[Dataset excerpt]
============================================================

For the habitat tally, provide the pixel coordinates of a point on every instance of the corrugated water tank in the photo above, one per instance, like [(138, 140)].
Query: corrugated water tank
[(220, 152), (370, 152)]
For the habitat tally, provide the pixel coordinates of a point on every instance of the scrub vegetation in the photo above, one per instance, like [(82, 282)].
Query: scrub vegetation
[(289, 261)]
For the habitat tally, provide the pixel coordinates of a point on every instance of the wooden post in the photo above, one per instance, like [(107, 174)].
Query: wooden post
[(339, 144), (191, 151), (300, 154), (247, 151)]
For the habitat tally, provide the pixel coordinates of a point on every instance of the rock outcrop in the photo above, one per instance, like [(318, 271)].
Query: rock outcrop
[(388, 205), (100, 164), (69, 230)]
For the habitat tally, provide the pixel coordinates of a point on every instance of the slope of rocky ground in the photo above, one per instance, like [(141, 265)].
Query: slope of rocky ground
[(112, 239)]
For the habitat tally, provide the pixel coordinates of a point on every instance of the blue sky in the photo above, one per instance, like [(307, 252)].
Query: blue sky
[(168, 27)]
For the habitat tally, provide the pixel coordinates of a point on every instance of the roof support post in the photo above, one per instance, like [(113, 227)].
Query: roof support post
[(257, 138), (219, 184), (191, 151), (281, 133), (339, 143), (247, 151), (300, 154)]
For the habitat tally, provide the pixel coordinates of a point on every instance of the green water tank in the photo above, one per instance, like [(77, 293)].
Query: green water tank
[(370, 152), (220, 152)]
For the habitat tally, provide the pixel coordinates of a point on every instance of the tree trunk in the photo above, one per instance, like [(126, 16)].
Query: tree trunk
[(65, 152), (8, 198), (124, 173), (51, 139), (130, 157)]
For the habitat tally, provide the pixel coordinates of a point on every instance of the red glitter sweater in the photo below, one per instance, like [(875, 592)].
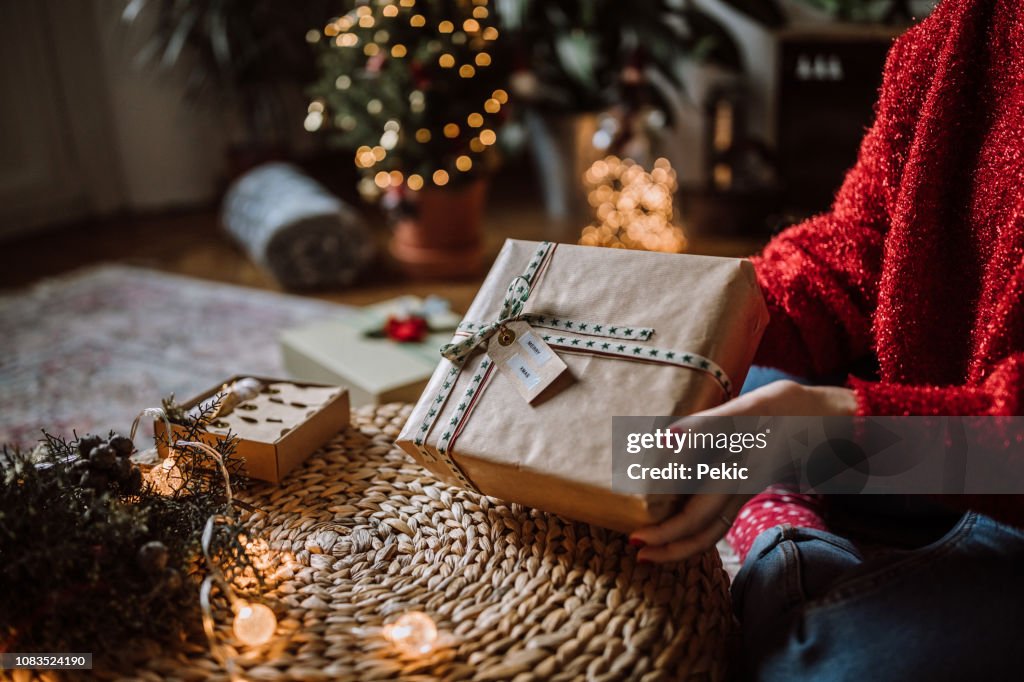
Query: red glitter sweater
[(921, 259)]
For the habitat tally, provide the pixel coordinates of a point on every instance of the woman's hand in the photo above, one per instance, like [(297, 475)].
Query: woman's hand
[(787, 398), (706, 518), (702, 521)]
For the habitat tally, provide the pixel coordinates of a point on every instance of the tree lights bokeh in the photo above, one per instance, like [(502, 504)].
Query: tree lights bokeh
[(634, 208), (412, 87)]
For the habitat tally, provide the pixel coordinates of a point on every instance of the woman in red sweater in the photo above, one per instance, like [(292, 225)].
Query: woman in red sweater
[(921, 263)]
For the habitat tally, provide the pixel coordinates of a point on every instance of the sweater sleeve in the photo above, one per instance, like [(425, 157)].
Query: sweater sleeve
[(1000, 394), (820, 278)]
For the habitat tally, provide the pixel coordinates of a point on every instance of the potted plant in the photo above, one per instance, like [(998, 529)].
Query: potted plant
[(591, 75), (415, 91)]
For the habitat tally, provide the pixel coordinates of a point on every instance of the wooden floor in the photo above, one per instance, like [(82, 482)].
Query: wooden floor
[(193, 244)]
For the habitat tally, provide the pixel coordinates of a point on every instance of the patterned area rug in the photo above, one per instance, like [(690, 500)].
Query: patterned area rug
[(88, 350)]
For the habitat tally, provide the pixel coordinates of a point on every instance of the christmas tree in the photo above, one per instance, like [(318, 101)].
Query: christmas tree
[(413, 89)]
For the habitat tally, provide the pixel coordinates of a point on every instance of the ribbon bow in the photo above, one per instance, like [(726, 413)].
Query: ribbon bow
[(515, 300)]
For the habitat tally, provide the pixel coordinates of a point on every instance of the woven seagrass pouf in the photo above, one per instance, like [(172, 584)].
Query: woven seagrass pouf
[(521, 595)]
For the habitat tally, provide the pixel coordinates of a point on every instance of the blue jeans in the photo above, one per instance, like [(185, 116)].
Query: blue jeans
[(816, 605)]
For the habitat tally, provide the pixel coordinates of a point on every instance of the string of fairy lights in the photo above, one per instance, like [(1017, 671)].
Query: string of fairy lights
[(457, 51)]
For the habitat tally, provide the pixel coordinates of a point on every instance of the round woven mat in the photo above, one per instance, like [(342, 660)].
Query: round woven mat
[(521, 594)]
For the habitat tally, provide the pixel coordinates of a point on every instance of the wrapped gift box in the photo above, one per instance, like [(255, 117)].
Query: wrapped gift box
[(640, 333), (374, 370), (279, 428)]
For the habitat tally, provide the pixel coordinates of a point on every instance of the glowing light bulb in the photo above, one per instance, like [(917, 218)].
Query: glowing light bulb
[(254, 624), (413, 634)]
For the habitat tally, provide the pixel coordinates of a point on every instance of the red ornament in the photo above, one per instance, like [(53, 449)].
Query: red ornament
[(407, 330)]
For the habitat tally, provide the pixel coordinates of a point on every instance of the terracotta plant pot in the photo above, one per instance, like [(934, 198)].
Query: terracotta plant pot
[(444, 239)]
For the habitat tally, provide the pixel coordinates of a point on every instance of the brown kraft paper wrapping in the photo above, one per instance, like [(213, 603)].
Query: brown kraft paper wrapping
[(555, 454)]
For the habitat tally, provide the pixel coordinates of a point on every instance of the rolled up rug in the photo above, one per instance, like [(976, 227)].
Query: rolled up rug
[(294, 227)]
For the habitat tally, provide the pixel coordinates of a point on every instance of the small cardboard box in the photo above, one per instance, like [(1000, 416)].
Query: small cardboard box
[(374, 370), (286, 423)]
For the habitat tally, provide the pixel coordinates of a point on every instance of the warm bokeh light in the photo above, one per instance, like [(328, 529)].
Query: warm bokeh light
[(254, 624), (634, 208)]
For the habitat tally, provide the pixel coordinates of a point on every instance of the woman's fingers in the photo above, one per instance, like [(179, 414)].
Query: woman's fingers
[(685, 548), (698, 512), (704, 521)]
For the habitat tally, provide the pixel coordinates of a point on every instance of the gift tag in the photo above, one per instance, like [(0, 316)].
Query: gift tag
[(519, 353)]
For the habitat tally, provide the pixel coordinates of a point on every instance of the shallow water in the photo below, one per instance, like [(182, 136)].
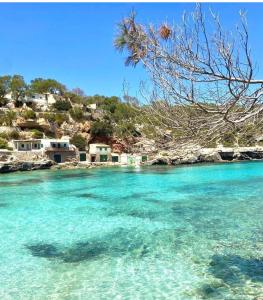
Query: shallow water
[(193, 232)]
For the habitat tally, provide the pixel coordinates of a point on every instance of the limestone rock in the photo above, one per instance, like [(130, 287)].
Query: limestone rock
[(6, 167)]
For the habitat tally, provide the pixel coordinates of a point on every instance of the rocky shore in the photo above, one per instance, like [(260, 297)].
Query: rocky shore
[(184, 156), (7, 167), (208, 155)]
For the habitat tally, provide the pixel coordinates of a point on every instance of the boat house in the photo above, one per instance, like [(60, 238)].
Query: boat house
[(99, 152)]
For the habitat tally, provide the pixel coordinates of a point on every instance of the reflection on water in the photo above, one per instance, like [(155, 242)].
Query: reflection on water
[(195, 233)]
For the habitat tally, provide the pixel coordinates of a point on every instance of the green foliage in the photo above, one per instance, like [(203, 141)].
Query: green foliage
[(4, 144), (7, 118), (51, 117), (10, 135), (247, 136), (101, 128), (209, 144), (58, 118), (36, 134), (61, 118), (4, 88), (28, 114), (74, 98), (79, 141), (18, 88), (62, 105), (41, 86), (229, 139), (76, 113), (125, 129)]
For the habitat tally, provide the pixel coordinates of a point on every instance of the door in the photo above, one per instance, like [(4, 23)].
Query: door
[(103, 158), (82, 157), (115, 159), (57, 158)]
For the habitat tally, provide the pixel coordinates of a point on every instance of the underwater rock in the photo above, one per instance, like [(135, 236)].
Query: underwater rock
[(7, 167)]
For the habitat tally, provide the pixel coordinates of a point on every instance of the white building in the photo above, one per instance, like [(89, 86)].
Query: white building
[(99, 152), (42, 100), (59, 150)]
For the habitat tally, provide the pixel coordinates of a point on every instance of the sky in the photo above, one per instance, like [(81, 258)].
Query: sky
[(73, 42)]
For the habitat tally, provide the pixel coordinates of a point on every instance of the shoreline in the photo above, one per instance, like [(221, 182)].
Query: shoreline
[(12, 167), (184, 156)]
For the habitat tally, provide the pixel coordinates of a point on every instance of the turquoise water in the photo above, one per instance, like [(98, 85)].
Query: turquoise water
[(123, 233)]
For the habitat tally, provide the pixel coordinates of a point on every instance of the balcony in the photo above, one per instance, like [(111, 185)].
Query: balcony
[(61, 149)]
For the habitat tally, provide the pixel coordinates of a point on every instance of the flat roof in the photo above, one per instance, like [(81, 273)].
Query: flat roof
[(100, 145), (35, 140)]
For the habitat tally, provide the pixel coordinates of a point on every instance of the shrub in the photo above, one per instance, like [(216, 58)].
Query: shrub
[(62, 105), (36, 134), (79, 141), (228, 139), (100, 128), (49, 117), (7, 118), (60, 118), (28, 114), (76, 113), (4, 144)]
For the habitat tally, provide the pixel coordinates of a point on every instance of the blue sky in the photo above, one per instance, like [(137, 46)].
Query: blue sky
[(73, 42)]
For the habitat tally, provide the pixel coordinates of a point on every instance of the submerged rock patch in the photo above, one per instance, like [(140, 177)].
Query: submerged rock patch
[(117, 244)]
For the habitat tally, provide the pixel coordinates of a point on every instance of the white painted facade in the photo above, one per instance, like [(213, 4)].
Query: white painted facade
[(101, 149), (40, 144), (39, 99)]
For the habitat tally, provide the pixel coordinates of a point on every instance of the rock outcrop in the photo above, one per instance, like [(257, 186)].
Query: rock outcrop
[(207, 155), (6, 167)]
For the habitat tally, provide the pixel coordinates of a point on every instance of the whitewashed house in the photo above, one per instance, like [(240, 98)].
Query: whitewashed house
[(41, 100), (99, 152), (59, 150)]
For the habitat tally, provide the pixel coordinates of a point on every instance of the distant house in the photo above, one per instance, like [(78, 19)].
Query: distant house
[(92, 106), (27, 145), (115, 157), (132, 159), (43, 100), (59, 150), (99, 152)]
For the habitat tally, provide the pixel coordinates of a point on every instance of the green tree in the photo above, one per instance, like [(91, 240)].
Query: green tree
[(36, 134), (62, 105), (4, 88), (41, 86), (76, 113), (7, 118), (28, 114), (79, 141), (4, 144), (101, 128), (18, 88)]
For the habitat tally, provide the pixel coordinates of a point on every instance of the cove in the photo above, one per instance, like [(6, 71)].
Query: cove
[(188, 232)]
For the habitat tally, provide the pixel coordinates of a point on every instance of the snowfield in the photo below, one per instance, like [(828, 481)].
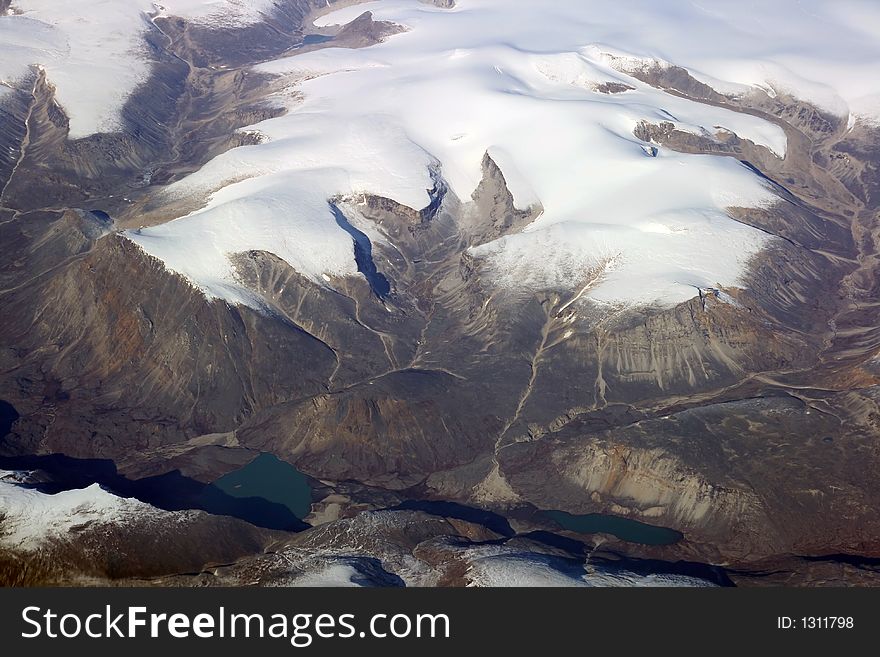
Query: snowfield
[(490, 76), (94, 50), (29, 518), (519, 79)]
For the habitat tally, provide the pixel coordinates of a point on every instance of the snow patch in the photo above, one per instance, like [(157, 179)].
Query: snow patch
[(94, 51), (29, 518)]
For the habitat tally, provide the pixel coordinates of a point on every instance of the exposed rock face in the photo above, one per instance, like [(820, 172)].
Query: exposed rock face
[(745, 418)]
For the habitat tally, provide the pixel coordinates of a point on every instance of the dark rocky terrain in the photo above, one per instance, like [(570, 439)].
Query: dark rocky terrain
[(751, 428)]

============================================================

**GOAL:**
Rewrite the part of the listing above starting at the line containing "like [(155, 242)]." and ending at the line containing "[(195, 233)]" as a CSV with the columns input and output, both end lines included. Put each text and its answer on one row, quoting every field and replacing line breaks with spaces.

**TASK SOLUTION:**
input,output
"For the habitat tally, provide the pixel coordinates of a point on every instance of the reflection on water in the photo above, one per instance, like [(155, 242)]. Query: reflection on water","[(195, 233)]"